Instructions to follow - Reproduce the listing below, replacing each occurrence of "Point coordinates" with "Marked locations" and leaving every other character unchanged.

Entries supplied -
::::::::::
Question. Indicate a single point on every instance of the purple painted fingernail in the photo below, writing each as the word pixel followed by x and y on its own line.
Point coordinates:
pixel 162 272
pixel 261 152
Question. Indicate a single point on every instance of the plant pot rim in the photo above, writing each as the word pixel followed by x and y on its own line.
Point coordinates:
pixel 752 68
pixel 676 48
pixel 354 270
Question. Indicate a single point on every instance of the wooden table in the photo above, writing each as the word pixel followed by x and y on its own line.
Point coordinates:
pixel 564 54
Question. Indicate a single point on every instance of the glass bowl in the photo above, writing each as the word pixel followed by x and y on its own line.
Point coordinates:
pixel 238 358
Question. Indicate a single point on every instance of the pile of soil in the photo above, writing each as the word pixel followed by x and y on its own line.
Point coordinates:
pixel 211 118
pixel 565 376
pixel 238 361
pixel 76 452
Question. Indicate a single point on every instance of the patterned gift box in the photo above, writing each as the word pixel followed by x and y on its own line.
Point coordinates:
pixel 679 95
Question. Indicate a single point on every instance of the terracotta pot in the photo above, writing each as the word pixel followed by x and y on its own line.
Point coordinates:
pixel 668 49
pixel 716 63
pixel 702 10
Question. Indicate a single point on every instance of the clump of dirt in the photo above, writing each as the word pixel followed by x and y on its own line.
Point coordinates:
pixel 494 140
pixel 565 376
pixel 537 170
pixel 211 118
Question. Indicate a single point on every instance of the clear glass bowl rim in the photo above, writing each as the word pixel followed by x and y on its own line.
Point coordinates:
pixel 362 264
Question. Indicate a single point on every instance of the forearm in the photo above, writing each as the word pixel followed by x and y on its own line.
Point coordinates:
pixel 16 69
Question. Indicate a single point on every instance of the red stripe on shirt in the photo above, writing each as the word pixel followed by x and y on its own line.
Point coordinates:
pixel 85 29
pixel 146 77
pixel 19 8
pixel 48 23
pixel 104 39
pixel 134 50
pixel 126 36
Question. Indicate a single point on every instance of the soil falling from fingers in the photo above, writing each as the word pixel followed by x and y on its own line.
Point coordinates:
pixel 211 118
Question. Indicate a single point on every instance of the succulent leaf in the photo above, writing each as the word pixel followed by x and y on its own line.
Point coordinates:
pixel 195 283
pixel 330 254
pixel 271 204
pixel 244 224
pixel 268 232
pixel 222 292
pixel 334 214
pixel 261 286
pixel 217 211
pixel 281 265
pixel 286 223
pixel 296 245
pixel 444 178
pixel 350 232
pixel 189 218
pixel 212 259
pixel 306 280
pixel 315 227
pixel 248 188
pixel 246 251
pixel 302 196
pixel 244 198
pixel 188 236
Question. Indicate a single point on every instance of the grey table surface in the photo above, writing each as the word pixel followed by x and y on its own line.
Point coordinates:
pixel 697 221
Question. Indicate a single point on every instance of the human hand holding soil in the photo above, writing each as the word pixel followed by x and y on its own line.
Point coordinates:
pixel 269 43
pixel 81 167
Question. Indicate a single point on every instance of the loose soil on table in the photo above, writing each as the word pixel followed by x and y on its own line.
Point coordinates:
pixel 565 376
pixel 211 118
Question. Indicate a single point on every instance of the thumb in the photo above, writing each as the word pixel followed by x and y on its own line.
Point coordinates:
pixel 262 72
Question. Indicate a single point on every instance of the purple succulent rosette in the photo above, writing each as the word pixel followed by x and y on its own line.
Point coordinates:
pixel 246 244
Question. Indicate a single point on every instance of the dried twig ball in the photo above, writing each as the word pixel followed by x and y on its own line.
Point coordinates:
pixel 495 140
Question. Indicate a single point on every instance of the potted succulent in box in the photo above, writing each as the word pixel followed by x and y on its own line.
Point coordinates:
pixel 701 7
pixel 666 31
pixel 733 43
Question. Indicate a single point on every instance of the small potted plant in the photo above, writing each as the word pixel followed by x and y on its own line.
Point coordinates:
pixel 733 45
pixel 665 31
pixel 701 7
::::::::::
Result of this exercise -
Question. Indicate a single point on every instance of the purple painted fingernail in the photo below, writing each as the word pixel followed by x and y on its own line.
Marked locations:
pixel 162 272
pixel 261 152
Question. Indicate a single point on every instance of the plant pot rim in the photo above, writing each as the word pixel followed by x and y on its own line.
Marked locations:
pixel 752 68
pixel 676 48
pixel 354 270
Question. Indicate a single point on every instance of the wooden table in the photo above, writing each as the word pixel followed by x and y on its own line.
Marked locations:
pixel 564 54
Question. Indicate a single point on every instance of the glass bowl in the photo above, writing each as the word pixel followed by x and y on its own line.
Marked locations:
pixel 238 358
Question. Indicate a single point on every instance of the pile of soil in the photo above, writing each as the word pixel followed by x and y on its own line.
Marked locations:
pixel 211 118
pixel 565 376
pixel 238 361
pixel 76 452
Question. Indicate a single point on every instance of the patterned gift box in the photo above, writing each as the word pixel followed by x and y on its own line.
Marked locations:
pixel 679 95
Question. Indicate a single point on every instance of the terracotta pot in the photo above, writing each as the word pixel followed by x and y on its own line.
Marked locations:
pixel 668 49
pixel 716 63
pixel 702 10
Question. Indicate a single point on every instance of the clump of dirt in the photo above, writing each as the word pixel followed by x and y on its own line.
Marked locations:
pixel 494 140
pixel 565 376
pixel 537 170
pixel 211 118
Question. Indicate a single point on every instance of the clear glass bowl rim in the photo above, writing each as the word pixel followed by x and y on its own line.
Marked locations:
pixel 362 264
Question. Indicate a single point on every instance of the forearm in the photo above, writing each as the word pixel followed by x and y on its own line.
Marked locations:
pixel 16 69
Question. Indicate a single point on every instance of the red stripe on shirt in the photo above, writing each as the word pixel followed by x and y on its own line.
Marked locations:
pixel 85 29
pixel 146 77
pixel 19 8
pixel 48 23
pixel 104 39
pixel 134 50
pixel 126 36
Question. Indicate a single point on every instance of the soil falling from fingers in the photo above, writing each as the word pixel followed by x and y on its own line.
Marked locations:
pixel 211 118
Question. Indicate a single point on every instance of the succulent leaf in the photo above, writing each as the word pixel followed by x and y on its own line.
Marked locations:
pixel 195 283
pixel 330 254
pixel 271 204
pixel 244 224
pixel 268 232
pixel 222 292
pixel 334 214
pixel 261 286
pixel 217 211
pixel 281 265
pixel 286 223
pixel 296 245
pixel 444 178
pixel 350 232
pixel 189 218
pixel 212 259
pixel 306 280
pixel 315 227
pixel 248 188
pixel 246 251
pixel 302 196
pixel 244 198
pixel 188 236
Question. Indicate a single point on every instance of the grey table surface in the photo above, writing each as the word pixel followed by x and y on its own line.
Marked locations:
pixel 697 221
Question. Indicate a single point on every instance of the human hand holding soil in the photo above, writing each as the word pixel followed by x and y on its own line.
Marked locations:
pixel 269 43
pixel 81 167
Question. Indicate a single point on every instance of the loose soil on table in the photo above, writing each as the word pixel followed by x and y on its own line.
Marked locations:
pixel 565 376
pixel 211 118
Question. Indicate a single point on every instance of the thumb in the photo above, writing each as the word pixel followed by x and y on its own line.
Marked locations:
pixel 262 72
Question. Indicate a single point on every instance of the purple succulent rosette in the photo above, writing each as the word pixel followed by x and y on its own line.
Marked locations:
pixel 246 244
Question. Indicate a single point on every instance of the dried twig ball in the photo above, writing each as the word pixel followed by x and y on its own line.
Marked locations:
pixel 495 140
Question. Indicate a single point on every instance of the potted succulent in box in the photo above, writing each as the word pixel followed by x and y on its own line.
Marked locations:
pixel 701 7
pixel 666 31
pixel 733 43
Question. Indicate a single point on every instance of the small potted plant in the photo above, writing each as the word pixel followed by x and y on its own line.
Marked locations:
pixel 733 45
pixel 665 31
pixel 701 7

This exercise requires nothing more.